* **DESCRIPTION OF THE TASK**: Please convert the listing below into a JSON list of strings, with one string per line and blank lines left out.

[START]

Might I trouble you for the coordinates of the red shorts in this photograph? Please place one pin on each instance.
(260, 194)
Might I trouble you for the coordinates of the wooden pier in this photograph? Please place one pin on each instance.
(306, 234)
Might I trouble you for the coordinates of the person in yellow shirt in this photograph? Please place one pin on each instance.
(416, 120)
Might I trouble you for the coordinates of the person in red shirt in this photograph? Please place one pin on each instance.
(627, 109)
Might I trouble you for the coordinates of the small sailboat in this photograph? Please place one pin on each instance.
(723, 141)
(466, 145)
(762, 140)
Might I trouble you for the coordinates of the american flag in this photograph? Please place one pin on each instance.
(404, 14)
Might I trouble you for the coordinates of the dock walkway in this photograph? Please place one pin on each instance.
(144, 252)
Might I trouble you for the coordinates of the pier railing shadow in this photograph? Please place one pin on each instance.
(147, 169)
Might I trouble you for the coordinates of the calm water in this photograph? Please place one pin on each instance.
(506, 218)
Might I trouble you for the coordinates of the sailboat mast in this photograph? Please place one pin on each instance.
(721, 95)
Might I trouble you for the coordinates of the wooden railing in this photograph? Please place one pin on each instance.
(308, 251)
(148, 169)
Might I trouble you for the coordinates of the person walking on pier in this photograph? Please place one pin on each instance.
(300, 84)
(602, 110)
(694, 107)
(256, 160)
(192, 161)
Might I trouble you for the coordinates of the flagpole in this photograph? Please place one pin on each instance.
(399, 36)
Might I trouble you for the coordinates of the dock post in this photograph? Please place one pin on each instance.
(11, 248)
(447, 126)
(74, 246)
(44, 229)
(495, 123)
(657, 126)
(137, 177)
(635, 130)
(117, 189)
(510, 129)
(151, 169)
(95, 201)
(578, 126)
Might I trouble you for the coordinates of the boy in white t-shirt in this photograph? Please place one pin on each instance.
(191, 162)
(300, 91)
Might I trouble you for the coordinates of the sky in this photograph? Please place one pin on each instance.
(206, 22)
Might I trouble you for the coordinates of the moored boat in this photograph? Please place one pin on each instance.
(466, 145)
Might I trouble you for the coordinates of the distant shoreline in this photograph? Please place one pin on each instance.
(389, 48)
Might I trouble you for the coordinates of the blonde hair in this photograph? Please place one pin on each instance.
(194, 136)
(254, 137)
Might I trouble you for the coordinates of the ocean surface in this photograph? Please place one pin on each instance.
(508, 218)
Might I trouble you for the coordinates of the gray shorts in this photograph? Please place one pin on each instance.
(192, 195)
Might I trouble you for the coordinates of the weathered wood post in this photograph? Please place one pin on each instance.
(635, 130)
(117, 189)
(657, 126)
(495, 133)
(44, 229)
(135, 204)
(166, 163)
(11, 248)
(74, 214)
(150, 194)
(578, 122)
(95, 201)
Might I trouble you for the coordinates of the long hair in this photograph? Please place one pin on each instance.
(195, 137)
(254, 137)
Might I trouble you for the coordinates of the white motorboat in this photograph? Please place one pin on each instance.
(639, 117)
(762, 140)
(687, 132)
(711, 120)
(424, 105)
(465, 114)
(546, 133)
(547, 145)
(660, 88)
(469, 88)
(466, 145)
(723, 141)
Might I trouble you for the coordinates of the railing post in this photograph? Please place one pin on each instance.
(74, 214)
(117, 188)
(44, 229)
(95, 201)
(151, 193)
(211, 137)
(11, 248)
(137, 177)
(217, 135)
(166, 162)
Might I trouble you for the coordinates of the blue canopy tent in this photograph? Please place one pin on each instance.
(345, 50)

[END]

* **OUTPUT FOR THIS EXERCISE**:
[
  "Might I trouble you for the coordinates of the red shorts in this photograph? Please place one pin on each instance.",
  "(260, 194)",
  "Might I trouble you for the coordinates of the wooden pier in this photograph? Please place one pin on each instance.",
  "(306, 234)",
  "Might I trouble you for the coordinates of the person in yellow shirt in this photograph? Please place one pin on each instance.",
  "(416, 120)",
  "Might I trouble you for the coordinates of the person in red shirt in this photograph? Please place one pin on each instance.",
  "(627, 109)",
  "Might I trouble you for the coordinates of the small sailboat in this photograph? Please place one pin on each instance.",
  "(723, 141)",
  "(466, 145)",
  "(762, 140)",
  "Might I trouble you for the coordinates of the american flag in this photograph? Please place one pin on each instance.",
  "(404, 14)",
  "Might I trouble you for the coordinates of the dock walkway in this photograph? Please place one pin on each instance.",
  "(144, 252)",
  "Might I trouble you for the coordinates of the pier railing shadow in this photograph? Please place one pin on each instance.",
  "(147, 169)",
  "Might I trouble you for the coordinates of the calm water in this photograph? Please place one pin on each instance.",
  "(506, 218)",
  "Might I trouble you for the coordinates of the sailboat mast in this photograph? Please place one pin on each instance.",
  "(721, 95)",
  "Might I trouble you for the coordinates of the wooden railing in this photograph? Please place one pin on each instance.",
  "(308, 251)",
  "(148, 169)",
  "Might I trouble you for the coordinates of the person walking on pier in this photograph? Please place one pin on each instance.",
  "(300, 84)",
  "(602, 110)",
  "(694, 107)",
  "(256, 160)",
  "(192, 161)",
  "Might I trouble you for the coordinates of the flagpole in this photograph? Please place one pin on each instance.",
  "(399, 36)",
  "Might I trouble you for the coordinates of the dock post in this photograph? Please place one pin on each instance.",
  "(11, 248)",
  "(447, 126)",
  "(74, 246)",
  "(44, 229)",
  "(495, 123)",
  "(657, 126)",
  "(137, 177)",
  "(635, 130)",
  "(117, 189)",
  "(510, 129)",
  "(151, 169)",
  "(95, 201)",
  "(578, 126)",
  "Might I trouble you for the coordinates of the boy in white t-shirt in this photograph? Please place one pin on each instance.",
  "(191, 162)",
  "(300, 91)",
  "Might I trouble you for the coordinates of the sky in this photograph? Please place one pin on each instance.",
  "(206, 22)",
  "Might I trouble you for the coordinates of the moored boat in this photograph? Please place one pin on each instance.",
  "(466, 145)",
  "Might I trouble you for the coordinates of the distant shoreline in this photograph? Please place one pin on each instance.",
  "(389, 48)",
  "Might I trouble you for the coordinates of the blonde hair in this photograph? Please place one pin on each instance.",
  "(194, 136)",
  "(254, 137)",
  "Might I trouble you for the coordinates of the ocean surface in this photograph? Please place one pin on each instance.",
  "(508, 218)",
  "Might I trouble you for the coordinates of the gray shorts in this photograph? Please place one pin on each instance.",
  "(192, 195)",
  "Might I trouble you for the coordinates of the weathered wood post in this photograph? Please place one pin on each instance.",
  "(635, 130)",
  "(117, 189)",
  "(657, 126)",
  "(495, 133)",
  "(44, 229)",
  "(135, 204)",
  "(166, 163)",
  "(11, 248)",
  "(74, 214)",
  "(150, 194)",
  "(578, 122)",
  "(95, 201)",
  "Might I trouble you for the coordinates of the long hair in this photograph? Please place one pin on each instance.",
  "(195, 137)",
  "(254, 137)",
  "Might I trouble you for the coordinates of the white motorboat in this photograph? Please place one pin on each instance.",
  "(639, 117)",
  "(762, 140)",
  "(687, 132)",
  "(711, 120)",
  "(424, 105)",
  "(465, 114)",
  "(546, 133)",
  "(547, 145)",
  "(660, 88)",
  "(469, 88)",
  "(466, 145)",
  "(723, 141)",
  "Might I trouble you for the coordinates of the railing post in this photograph? Please place one pin on each instance.",
  "(74, 214)",
  "(117, 188)",
  "(44, 229)",
  "(95, 201)",
  "(151, 193)",
  "(211, 137)",
  "(11, 248)",
  "(137, 177)",
  "(217, 135)",
  "(166, 162)",
  "Might I trouble you for the coordinates of the blue canopy tent in this photograph? Please place one pin on each instance.",
  "(345, 50)"
]